YOUR INSTRUCTIONS
Check each line of the entries for the string "more". Report only how many lines have it.

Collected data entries
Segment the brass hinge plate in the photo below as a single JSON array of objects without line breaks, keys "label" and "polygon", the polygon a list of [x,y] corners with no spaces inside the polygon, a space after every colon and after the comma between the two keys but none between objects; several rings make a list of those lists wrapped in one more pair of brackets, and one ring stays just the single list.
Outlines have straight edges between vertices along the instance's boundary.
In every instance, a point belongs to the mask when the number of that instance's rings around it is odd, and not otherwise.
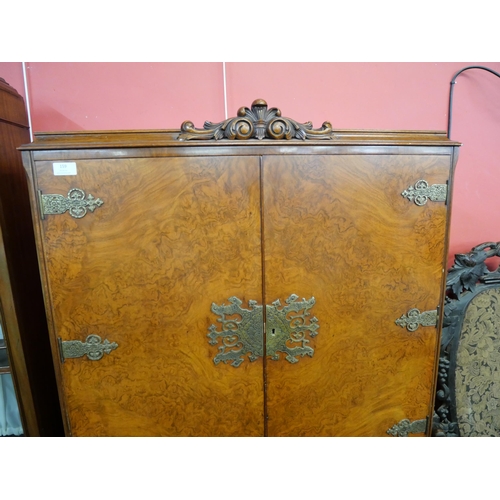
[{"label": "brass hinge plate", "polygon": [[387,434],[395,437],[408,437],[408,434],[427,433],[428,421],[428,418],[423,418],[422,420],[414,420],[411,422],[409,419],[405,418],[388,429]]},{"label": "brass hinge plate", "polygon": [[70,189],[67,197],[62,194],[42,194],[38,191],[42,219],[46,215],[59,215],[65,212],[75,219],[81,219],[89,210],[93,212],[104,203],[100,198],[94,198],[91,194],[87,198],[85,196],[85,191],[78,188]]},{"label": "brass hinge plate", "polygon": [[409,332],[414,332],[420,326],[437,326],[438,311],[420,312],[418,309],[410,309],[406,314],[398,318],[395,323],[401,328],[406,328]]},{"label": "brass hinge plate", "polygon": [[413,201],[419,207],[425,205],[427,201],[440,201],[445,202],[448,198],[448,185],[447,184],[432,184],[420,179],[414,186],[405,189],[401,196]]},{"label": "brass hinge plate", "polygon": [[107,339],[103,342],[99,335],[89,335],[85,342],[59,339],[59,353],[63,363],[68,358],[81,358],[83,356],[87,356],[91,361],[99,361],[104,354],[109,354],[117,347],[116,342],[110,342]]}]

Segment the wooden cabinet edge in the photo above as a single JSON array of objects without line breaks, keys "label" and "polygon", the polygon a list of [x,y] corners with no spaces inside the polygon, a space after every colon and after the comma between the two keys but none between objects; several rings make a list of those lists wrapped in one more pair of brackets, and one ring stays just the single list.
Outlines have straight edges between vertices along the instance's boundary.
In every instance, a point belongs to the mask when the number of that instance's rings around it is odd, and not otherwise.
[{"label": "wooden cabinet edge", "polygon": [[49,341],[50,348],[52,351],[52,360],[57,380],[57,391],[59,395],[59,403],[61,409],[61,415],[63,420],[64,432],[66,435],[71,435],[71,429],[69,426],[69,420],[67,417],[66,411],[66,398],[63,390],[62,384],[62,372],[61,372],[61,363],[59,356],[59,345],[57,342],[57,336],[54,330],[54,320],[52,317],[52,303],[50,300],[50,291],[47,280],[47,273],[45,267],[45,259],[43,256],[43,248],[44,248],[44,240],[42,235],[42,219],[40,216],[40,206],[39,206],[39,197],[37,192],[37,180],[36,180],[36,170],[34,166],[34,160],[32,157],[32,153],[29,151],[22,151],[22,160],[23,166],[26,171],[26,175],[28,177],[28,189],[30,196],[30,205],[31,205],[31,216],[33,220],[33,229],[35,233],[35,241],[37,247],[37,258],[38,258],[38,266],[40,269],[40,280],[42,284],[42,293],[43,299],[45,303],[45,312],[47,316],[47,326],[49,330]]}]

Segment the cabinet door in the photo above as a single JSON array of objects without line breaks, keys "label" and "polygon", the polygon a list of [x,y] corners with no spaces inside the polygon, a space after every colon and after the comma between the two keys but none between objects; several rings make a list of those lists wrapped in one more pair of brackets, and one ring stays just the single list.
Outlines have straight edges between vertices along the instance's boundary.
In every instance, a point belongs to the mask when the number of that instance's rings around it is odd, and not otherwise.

WRITTEN RESPONSE
3